◆ Excerpt ◆
- Opening Delimiter -
Obstacles to safe re-opening - can retail analytics help?
I asked Yehiav: what is the biggest concern retailers have about reopening stores? What is the best way to get shoppers feeling comfortable and safe inside stores again?
Retailers are mostly concerned with whether the time is right to open stores (Will there be enough traffic? Can we sufficiently minimize risk?) versus the prospect of having to close them shortly after opening.
In terms of getting customers back in the stores, communication, trust and transparency are everything. Retailers need to be outspoken and public about the measures they've taken to keep their stores safe and sanitary. Customers need to trust their favorite retailers will tell them if a sick person was recently in their local store so they can take the proper precautions. Communication campaigns, floor markers to aid social distancing and traffic flow, and displaying the real-time number of people in a store are all effective measures. Compliance around COVID-19 safety and sanitation measures is also key.
When it comes to the nitty-gritty of running stores safely, Yehiav sees a role for analytics - combined with mobile alerts for employees.
Prescriptive analytics can send policy reminders and other training-related action directly to associates via enabled mobile devices. This technology-driven "on-the-job training" helps ensure associates do the right thing every time.
To that end, Zebra has produced a collection of COVID-related retail apps and dashboards. I ask Yehiav for a sample dashboard:
This is a screen of Zebra's ZPA COVID-19 Risk Assessment Dashboard. It provides a "store ranking by risk" tied in with the visuals. To compile this view, ZPA mashes up customer data with publicly available COVID-19 info. Yehiav:
We took Johns Hopkins COVID-19 data, which is available for free on their website. And we handed it over free of charge to our customers as well... We combined it with a Harvard Business Review document on how to identify the trend levels. When is it going from green to yellow, yellow to orange, orange to red, and vice versa? When is it going to be reopened to orange to yellow to green? And so we combined the data to get a risk-level trend by store.
Add the in-store data, and create a pattern of behavior, and a dashboard, to prepare the team for a closure, or for a reopening.
My take
These issues are no joke. Too many retailers are withholding important COVID-19 information from employees or customers - or not tracking that data properly. Yehiav told me an unsettling story about a store that had a few COVID-19 positive tests amongst employees. But the store's HR team told them not to say anything - contrary to the policy from headquarters. Instead of tracing the infections and informing customers, a very serious mistake was made, not to mention a breach in consumer/employee trust.
Yehiav's team wants to make sure that stores are diligent - and have the tools to make that diligence a reality.
Today, most of our customers are also using ZPA in order to push as soon as they get a COVID-19 positive. What is the protocol? How should we do it? The best way to manage the pandemic itself.
That's about as good an objective for retail analytics as I can think of. As retailers move from scrambling to react to COVID-19, now they have to figure out how to help us live with it. Analytics are tough for any number of reasons, from data quality to lack of historically-relevant data sets (see: Were supply chains exposed, or validated?). But this is the data conversation retailers need to be having.
End note: Zebra, which is never shy about acquisitions, completed the acquisition of workforce management vendor Reflexis in September. The integration of Reflexis will surely bolster their retail workforce offerings - a story to track.
- Closing Delimiter -
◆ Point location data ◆
- Opening Delimiter -
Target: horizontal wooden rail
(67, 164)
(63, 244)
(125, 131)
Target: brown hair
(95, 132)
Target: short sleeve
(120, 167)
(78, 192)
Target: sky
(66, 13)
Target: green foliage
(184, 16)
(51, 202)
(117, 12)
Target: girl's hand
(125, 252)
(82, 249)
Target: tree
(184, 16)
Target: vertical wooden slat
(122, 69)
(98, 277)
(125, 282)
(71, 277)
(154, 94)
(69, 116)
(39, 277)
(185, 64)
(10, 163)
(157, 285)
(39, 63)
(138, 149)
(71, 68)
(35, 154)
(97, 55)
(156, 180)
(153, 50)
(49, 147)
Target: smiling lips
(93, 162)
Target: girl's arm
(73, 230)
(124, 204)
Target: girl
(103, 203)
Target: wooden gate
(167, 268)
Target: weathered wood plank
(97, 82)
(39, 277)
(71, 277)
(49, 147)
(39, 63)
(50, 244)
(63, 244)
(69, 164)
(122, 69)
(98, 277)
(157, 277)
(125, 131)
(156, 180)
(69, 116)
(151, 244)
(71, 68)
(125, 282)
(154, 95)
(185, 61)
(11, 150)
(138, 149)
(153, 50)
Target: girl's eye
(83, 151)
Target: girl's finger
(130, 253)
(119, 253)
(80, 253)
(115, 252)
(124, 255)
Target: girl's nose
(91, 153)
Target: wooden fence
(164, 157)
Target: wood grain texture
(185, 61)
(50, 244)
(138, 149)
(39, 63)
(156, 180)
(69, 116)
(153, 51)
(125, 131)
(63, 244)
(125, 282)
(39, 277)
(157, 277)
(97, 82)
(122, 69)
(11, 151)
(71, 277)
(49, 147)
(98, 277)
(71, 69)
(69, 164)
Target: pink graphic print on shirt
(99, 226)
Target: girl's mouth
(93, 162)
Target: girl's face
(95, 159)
- Closing Delimiter -
◆ Task statement ◆
Answer these questions from the retail analytics excerpt, one per line:
1. Whose COVID-19 data did Zebra take for its dashboard?
2. What ranking does the ZPA COVID-19 Risk Assessment Dashboard provide?
3. Which workforce management vendor did Zebra finish acquiring in September?
Answer from the text alone.

◆ Exercise response ◆
1. Johns Hopkins
2. A "store ranking by risk"
3. Reflexis